# [Records to use]

= = = = =

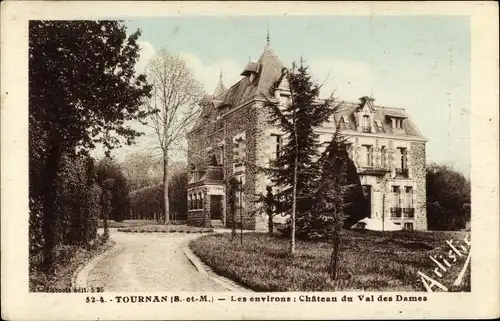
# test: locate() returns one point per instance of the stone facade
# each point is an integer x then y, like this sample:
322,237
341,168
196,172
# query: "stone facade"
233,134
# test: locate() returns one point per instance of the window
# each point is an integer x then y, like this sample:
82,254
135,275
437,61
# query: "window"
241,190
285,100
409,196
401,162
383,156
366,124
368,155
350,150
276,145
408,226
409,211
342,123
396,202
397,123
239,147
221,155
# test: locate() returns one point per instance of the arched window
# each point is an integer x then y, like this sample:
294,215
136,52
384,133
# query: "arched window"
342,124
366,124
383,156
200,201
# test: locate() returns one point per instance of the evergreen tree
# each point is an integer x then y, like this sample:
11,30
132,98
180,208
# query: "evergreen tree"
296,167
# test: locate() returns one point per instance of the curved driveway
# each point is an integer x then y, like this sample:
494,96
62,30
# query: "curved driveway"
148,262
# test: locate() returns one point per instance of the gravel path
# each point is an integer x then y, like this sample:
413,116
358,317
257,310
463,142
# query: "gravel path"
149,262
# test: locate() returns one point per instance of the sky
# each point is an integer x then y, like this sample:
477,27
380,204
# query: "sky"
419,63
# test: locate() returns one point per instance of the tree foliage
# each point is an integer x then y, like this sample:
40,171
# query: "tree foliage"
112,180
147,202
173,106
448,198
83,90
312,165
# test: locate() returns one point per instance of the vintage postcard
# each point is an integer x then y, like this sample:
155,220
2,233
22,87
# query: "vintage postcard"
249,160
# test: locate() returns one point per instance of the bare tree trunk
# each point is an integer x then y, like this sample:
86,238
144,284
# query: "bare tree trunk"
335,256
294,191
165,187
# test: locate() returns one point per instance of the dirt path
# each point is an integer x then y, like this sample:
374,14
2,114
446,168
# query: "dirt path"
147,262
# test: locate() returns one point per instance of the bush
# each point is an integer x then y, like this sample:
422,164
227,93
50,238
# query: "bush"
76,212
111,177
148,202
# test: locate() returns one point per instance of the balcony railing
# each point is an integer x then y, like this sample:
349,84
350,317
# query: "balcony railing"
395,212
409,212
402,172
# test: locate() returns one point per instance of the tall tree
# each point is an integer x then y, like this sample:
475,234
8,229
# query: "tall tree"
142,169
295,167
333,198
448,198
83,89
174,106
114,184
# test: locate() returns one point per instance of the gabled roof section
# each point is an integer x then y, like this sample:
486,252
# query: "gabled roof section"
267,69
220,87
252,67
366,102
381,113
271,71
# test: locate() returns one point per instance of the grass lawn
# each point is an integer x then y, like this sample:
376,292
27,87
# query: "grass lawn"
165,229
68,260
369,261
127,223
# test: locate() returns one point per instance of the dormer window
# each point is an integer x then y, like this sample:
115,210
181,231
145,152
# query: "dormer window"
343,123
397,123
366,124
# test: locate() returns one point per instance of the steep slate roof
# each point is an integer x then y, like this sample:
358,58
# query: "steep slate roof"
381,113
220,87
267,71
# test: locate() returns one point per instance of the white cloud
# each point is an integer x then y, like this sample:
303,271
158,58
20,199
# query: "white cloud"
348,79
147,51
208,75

= = = = =

# [Instructions for the task]
Could you reproduce verbatim every line of the material from the one containing "# test: locate() returns one point per instance of the bush" through the last line of the material, with both ends included?

# [Finished task]
# test: locate() returns one point per instance of the bush
# each point is an integer x then y, like this sample:
422,164
227,93
50,238
# query: "bush"
76,212
111,177
148,202
# test: locate() returns one point per instance of the balcony railing
# each point is an integer x then y, like this sample:
349,84
350,317
# query: "balcony railing"
395,212
409,212
402,172
# test: locate() returns one point per instance of the tall tree
# each point is an integer x then y, like this sample:
475,234
8,229
# query: "tall tree"
142,169
295,167
333,198
448,198
83,89
174,106
114,184
# test: locate() returns one point per instance of the gabled roof section
# each point is an integer x then y, like this sample:
486,252
# query: "gabled roof section"
267,69
220,87
252,67
366,102
381,113
271,71
# test: locate() returns one point per instance of the grass lawn
# each point is an integer x then y, like this sample:
376,292
27,87
# query: "grass lawn"
165,229
68,260
369,261
127,223
# test: locate() returns one point per instance of the dormer window
# each point is an integer x then y, like this sample:
115,210
181,231
145,152
# query: "dormer window"
343,123
397,123
366,124
# test: locate() returns one point per instance of the steep slate roof
# each point is an integer x then y, like this sample:
358,58
# query: "steep slate roof"
381,113
220,87
267,71
# test: locate() returns one point per instance of the white cloud
# each point is an integer x then y, like this sample:
303,271
158,58
20,199
# query: "white cloud"
348,79
147,51
208,75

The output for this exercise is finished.